» **To do**
Which of the lines below contain the string "label"? Copy each of those lines.

Picture annotation entries:
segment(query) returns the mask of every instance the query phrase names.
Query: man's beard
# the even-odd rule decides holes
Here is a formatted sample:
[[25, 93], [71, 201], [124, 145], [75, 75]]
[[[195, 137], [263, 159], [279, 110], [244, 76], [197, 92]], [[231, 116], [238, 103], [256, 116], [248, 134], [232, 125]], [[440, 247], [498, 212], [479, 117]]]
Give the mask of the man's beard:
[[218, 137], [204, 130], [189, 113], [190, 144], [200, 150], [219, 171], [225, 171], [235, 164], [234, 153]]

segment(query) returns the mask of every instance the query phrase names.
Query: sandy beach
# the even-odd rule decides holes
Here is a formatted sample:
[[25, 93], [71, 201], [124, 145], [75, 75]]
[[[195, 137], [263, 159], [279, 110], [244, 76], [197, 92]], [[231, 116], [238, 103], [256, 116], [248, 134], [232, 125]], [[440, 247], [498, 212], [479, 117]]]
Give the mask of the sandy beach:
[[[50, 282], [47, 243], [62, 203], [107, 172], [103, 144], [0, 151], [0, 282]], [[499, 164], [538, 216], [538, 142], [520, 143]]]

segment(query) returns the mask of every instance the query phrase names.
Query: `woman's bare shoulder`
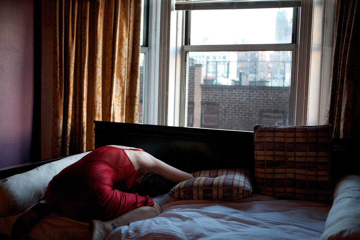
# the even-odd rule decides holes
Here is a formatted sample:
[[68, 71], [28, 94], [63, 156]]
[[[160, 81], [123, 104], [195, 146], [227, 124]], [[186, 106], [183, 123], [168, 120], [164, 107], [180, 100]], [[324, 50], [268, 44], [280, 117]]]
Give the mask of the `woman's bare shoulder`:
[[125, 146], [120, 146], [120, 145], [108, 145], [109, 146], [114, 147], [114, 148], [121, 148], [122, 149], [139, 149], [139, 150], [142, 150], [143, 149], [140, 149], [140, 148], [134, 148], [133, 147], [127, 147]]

* * *

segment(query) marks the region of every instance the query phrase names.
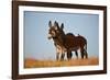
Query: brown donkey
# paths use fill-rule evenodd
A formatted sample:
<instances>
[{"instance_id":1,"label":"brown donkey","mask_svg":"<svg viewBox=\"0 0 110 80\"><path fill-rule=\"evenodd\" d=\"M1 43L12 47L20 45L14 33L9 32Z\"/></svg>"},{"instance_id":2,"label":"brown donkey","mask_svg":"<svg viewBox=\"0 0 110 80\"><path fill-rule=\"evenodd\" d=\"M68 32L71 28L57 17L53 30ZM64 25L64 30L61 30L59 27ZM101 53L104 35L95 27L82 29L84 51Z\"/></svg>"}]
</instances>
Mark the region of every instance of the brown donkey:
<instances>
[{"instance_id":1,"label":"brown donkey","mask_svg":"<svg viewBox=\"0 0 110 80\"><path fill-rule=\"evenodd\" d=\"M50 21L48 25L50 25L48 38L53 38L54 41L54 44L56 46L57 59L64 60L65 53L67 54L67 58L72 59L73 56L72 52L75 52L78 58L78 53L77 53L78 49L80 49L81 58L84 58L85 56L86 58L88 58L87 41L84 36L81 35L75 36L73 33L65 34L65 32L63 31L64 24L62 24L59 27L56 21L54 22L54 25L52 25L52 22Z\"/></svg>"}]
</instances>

» **Answer in full**
[{"instance_id":1,"label":"brown donkey","mask_svg":"<svg viewBox=\"0 0 110 80\"><path fill-rule=\"evenodd\" d=\"M1 43L12 47L20 45L14 33L9 32Z\"/></svg>"},{"instance_id":2,"label":"brown donkey","mask_svg":"<svg viewBox=\"0 0 110 80\"><path fill-rule=\"evenodd\" d=\"M68 32L71 28L57 17L53 30ZM64 25L64 30L61 30L59 27ZM101 53L104 35L95 27L82 29L84 51Z\"/></svg>"}]
[{"instance_id":1,"label":"brown donkey","mask_svg":"<svg viewBox=\"0 0 110 80\"><path fill-rule=\"evenodd\" d=\"M50 21L48 25L50 25L48 38L53 38L54 41L54 44L56 46L57 59L64 60L65 53L67 54L67 58L72 59L73 56L72 52L75 52L78 58L78 53L77 53L78 49L80 49L81 58L84 58L85 56L86 58L88 58L87 41L84 36L81 35L75 36L73 33L65 34L65 32L63 31L64 24L62 24L59 27L56 21L54 22L54 25L52 25L52 22Z\"/></svg>"}]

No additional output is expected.